**What the task requires**. Recast the lines below as a JSON list of strings, with one string per line and blank lines omitted.

(Excerpts of labeled region data)
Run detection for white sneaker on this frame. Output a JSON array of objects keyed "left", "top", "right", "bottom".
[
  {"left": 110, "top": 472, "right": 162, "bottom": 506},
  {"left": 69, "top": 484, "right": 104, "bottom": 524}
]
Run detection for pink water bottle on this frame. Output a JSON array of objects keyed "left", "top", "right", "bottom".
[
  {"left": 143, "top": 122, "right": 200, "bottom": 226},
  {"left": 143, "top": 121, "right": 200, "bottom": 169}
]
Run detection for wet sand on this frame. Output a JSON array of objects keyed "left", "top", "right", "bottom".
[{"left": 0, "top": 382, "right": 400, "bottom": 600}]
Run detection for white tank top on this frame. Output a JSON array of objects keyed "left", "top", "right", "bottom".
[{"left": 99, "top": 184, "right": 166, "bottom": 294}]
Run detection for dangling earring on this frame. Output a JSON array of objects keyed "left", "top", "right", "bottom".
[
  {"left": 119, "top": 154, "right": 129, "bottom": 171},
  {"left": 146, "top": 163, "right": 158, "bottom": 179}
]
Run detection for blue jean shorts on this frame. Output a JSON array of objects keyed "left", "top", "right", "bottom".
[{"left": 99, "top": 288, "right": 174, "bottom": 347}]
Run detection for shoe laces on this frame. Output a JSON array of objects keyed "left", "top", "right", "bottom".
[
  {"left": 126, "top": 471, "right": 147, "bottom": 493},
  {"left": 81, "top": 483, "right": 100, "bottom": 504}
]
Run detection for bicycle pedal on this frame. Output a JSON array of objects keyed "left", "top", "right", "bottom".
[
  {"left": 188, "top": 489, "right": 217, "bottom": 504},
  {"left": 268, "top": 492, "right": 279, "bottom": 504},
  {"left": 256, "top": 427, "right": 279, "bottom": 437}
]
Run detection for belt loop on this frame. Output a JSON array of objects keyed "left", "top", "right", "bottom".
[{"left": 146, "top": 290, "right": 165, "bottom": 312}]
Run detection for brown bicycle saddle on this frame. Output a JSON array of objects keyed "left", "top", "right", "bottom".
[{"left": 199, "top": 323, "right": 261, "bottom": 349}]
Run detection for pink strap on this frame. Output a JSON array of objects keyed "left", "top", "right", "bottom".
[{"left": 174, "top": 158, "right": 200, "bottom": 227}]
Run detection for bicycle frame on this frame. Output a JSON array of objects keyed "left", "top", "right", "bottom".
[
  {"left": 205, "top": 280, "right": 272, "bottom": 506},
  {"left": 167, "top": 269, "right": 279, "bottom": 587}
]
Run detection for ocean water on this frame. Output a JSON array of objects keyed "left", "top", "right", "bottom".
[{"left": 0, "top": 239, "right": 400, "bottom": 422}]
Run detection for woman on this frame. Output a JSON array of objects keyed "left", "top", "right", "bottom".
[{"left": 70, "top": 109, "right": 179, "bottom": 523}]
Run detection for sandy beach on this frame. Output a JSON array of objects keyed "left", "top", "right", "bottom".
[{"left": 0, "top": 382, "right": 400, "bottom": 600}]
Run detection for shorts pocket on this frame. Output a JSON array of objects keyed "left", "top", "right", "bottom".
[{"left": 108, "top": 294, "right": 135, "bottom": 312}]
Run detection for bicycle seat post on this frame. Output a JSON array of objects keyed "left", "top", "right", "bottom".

**Full response**.
[
  "Run detection for white sneaker on this frame. Output a JSON array of objects keyed \"left\", \"top\", \"right\", \"bottom\".",
  "[",
  "  {\"left\": 110, \"top\": 472, \"right\": 162, \"bottom\": 506},",
  "  {\"left\": 69, \"top\": 484, \"right\": 104, \"bottom\": 524}",
  "]",
  "Run detection for pink water bottle on this frame. Output a JSON array of objects keyed \"left\", \"top\", \"right\", \"bottom\".",
  "[",
  "  {\"left\": 143, \"top\": 122, \"right\": 200, \"bottom\": 226},",
  "  {\"left\": 143, \"top\": 121, \"right\": 200, \"bottom\": 169}",
  "]",
  "Run detection for wet sand on this frame. Output a JSON array of objects keyed \"left\", \"top\", \"right\", \"bottom\".",
  "[{\"left\": 0, \"top\": 382, \"right\": 400, \"bottom\": 600}]",
  "Run detection for white tank top on this frame. Output a JSON array of objects keyed \"left\", \"top\", \"right\", \"bottom\".",
  "[{\"left\": 99, \"top\": 184, \"right\": 166, \"bottom\": 294}]",
  "Run detection for dangling earring on this frame. Output a JSON array of objects keyed \"left\", \"top\", \"right\", \"bottom\".",
  "[",
  "  {\"left\": 119, \"top\": 154, \"right\": 129, \"bottom\": 171},",
  "  {\"left\": 146, \"top\": 163, \"right\": 158, \"bottom\": 179}",
  "]",
  "Run detection for blue jean shorts on this frame. Output a JSON array of objects keyed \"left\", \"top\", \"right\", \"bottom\".",
  "[{\"left\": 99, \"top\": 288, \"right\": 174, \"bottom\": 347}]",
  "Run detection for shoe laces on this frame. Output a JSON array of objects keyed \"left\", \"top\", \"right\", \"bottom\".",
  "[",
  "  {\"left\": 126, \"top\": 471, \"right\": 147, \"bottom\": 493},",
  "  {\"left\": 81, \"top\": 483, \"right\": 100, \"bottom\": 504}",
  "]",
  "Run detection for bicycle pedal on this frame. Output a JSON array of objects keyed \"left\", \"top\", \"right\", \"bottom\".",
  "[",
  "  {\"left\": 188, \"top\": 489, \"right\": 217, \"bottom\": 504},",
  "  {\"left\": 268, \"top\": 492, \"right\": 279, \"bottom\": 504},",
  "  {\"left\": 256, \"top\": 427, \"right\": 279, \"bottom\": 437}",
  "]",
  "Run detection for belt loop on this frame. Output a JSON array of objects keyed \"left\", \"top\", \"right\", \"bottom\".",
  "[{\"left\": 146, \"top\": 290, \"right\": 165, \"bottom\": 312}]",
  "Run detection for brown bicycle saddle on this frame. Output a JSON array of objects keyed \"left\", \"top\", \"right\", \"bottom\".",
  "[{\"left\": 199, \"top\": 323, \"right\": 261, \"bottom\": 349}]",
  "Run detection for pink strap on this frame. Output a JSON array of objects keyed \"left\", \"top\", \"right\", \"bottom\".",
  "[{\"left\": 174, \"top\": 158, \"right\": 200, \"bottom\": 227}]",
  "Run detection for bicycle frame on this frame. Output a JSON array of objects keyed \"left\", \"top\", \"right\", \"bottom\".",
  "[",
  "  {\"left\": 205, \"top\": 280, \"right\": 272, \"bottom\": 506},",
  "  {\"left\": 167, \"top\": 269, \"right\": 279, \"bottom\": 587}",
  "]",
  "Run detection for ocean water on this frame. Output a JSON array of objects keyed \"left\", \"top\", \"right\", \"bottom\".",
  "[{\"left\": 0, \"top\": 239, \"right\": 400, \"bottom\": 422}]",
  "Run detection for woman on this frame. Output a JSON array of objects keyed \"left\", \"top\", \"right\", \"bottom\".",
  "[{\"left\": 70, \"top\": 109, \"right\": 179, \"bottom\": 523}]",
  "Run detection for sandy beach on this frame. Output a JSON array of objects keyed \"left\", \"top\", \"right\", \"bottom\".",
  "[{\"left\": 0, \"top\": 382, \"right\": 400, \"bottom\": 600}]",
  "Run detection for shorts pocket on this frame. Output a JSON array of objects keyed \"left\", \"top\", \"right\", \"bottom\".",
  "[{\"left\": 108, \"top\": 294, \"right\": 135, \"bottom\": 312}]",
  "Run detection for bicycle seat post on this frame. Output a JSON array of objects keyed \"left\", \"top\", \"right\", \"bottom\"."
]